TASK: Identify every line in the records that contains the word "sneaker", and copy each such line in full. Treat case as significant.

EXERCISE INPUTS:

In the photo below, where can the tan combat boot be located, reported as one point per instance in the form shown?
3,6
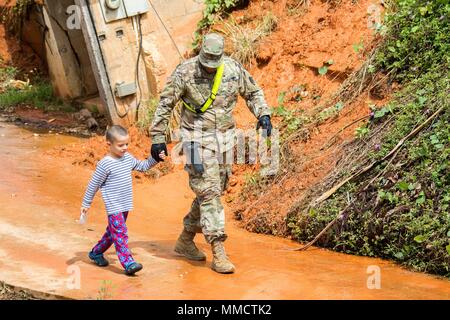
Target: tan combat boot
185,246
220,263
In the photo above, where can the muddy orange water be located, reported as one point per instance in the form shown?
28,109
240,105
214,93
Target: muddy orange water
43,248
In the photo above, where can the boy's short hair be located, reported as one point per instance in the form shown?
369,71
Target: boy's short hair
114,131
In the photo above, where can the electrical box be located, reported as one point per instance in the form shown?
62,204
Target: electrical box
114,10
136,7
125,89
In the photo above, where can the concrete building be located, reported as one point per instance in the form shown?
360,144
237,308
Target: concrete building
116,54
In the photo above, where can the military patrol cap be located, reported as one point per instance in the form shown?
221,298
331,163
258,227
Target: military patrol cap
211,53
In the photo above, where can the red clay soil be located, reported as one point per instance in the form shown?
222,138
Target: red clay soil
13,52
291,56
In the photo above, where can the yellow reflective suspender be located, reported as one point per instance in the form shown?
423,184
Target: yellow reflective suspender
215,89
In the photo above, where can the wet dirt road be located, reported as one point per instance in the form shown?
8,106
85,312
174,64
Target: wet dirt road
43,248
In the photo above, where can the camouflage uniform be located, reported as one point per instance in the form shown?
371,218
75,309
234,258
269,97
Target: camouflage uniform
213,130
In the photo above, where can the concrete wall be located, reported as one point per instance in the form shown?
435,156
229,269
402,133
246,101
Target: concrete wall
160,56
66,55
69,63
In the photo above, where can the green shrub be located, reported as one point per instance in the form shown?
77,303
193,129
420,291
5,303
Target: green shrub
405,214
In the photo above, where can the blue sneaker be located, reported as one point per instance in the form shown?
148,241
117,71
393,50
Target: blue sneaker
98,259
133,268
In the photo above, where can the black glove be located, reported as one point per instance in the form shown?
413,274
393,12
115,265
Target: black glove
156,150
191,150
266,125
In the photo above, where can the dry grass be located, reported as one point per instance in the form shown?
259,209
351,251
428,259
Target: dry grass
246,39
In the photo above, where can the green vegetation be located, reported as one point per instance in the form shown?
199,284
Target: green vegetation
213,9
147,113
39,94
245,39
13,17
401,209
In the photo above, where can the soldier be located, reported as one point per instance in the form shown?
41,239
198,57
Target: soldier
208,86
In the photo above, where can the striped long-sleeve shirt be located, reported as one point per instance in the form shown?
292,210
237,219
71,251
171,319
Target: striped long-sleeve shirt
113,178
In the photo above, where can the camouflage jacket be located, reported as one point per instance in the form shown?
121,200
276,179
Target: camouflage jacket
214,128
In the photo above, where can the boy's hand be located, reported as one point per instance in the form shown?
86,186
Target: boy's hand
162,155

...

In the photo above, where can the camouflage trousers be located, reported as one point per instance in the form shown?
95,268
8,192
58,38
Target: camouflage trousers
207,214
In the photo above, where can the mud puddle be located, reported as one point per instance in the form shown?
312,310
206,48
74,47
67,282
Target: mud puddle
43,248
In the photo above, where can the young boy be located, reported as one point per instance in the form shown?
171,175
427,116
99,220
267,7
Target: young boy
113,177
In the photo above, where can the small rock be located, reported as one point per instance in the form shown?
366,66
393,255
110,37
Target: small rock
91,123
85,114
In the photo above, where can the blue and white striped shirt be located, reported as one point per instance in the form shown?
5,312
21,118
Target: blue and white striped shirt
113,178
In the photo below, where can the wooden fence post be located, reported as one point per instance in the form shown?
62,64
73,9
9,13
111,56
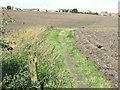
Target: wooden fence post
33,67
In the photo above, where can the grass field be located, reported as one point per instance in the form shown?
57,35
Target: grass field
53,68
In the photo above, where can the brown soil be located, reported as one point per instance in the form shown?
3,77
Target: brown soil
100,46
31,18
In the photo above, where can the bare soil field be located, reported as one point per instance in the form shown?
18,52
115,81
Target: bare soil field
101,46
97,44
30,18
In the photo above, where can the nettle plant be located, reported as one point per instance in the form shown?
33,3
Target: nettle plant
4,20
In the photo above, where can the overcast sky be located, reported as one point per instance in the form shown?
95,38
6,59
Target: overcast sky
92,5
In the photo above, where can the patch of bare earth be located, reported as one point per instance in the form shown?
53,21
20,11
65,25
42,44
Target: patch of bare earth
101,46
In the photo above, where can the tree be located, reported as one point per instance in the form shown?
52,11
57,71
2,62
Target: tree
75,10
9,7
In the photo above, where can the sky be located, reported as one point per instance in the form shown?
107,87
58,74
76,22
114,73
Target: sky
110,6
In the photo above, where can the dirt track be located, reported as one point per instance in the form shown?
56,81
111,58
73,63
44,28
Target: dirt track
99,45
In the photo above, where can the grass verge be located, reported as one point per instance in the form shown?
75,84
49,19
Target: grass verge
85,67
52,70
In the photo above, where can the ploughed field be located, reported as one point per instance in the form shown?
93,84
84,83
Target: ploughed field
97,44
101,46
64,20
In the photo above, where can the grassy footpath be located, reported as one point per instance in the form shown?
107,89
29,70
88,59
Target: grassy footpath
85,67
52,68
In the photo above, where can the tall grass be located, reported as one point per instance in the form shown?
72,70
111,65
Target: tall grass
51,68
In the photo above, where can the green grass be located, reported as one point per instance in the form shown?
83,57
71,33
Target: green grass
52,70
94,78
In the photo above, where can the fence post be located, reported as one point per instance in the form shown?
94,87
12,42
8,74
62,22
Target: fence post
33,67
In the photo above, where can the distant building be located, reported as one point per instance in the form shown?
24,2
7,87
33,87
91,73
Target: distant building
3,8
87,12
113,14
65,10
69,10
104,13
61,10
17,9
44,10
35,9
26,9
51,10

EXERCISE RESULT:
In the photo above, where can the blue sneaker be located, reported as one point per instance in the form shown?
Target: blue sneaker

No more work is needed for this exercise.